● Stated goal:
In the material, take the lines from the one containing "Detect reflection of" through the one containing "515;195;679;265", inclusive, and write them out again with "trees" swapped for "clouds". Leave everything else as it is.

● Given records:
++++++++++

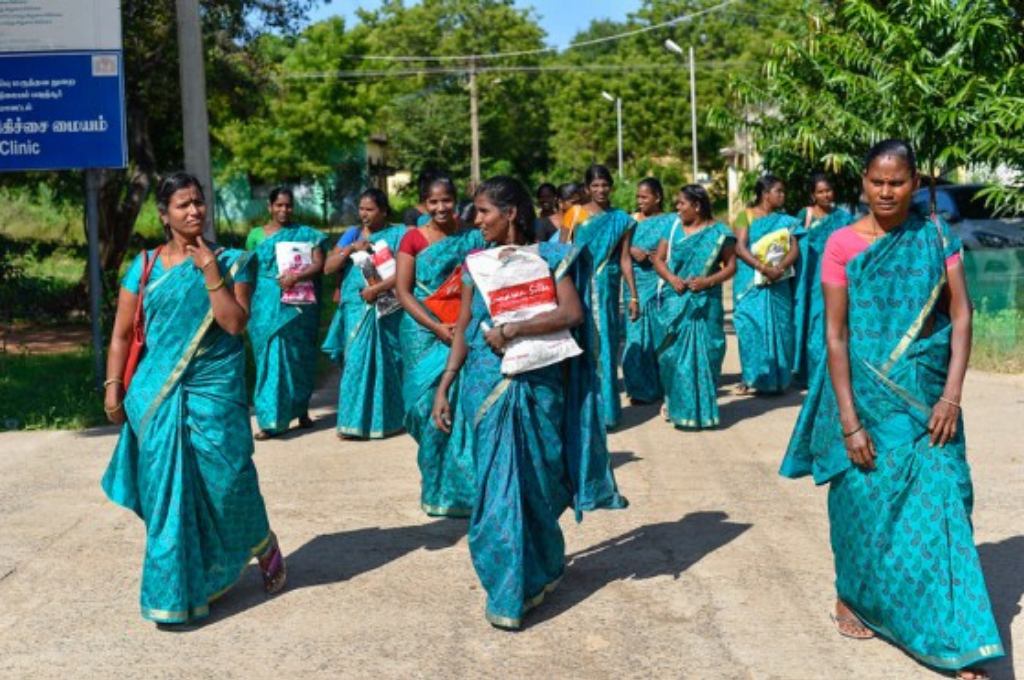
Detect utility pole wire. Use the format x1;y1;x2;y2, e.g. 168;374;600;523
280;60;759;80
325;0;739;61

++++++++++

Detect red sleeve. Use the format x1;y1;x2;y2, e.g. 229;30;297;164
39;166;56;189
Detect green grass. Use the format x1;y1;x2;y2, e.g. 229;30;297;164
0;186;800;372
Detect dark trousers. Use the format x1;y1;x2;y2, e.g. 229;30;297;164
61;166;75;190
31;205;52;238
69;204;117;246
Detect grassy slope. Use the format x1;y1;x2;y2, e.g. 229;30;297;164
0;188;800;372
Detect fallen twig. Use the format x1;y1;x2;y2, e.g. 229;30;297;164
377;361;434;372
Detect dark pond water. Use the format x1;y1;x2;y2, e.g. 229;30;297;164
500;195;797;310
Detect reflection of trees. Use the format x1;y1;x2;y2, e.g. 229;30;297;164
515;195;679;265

++++++++++

● Task result:
Detect reflection of clouds. Use the format x1;y1;x2;y2, e.g. 229;30;297;164
515;195;679;265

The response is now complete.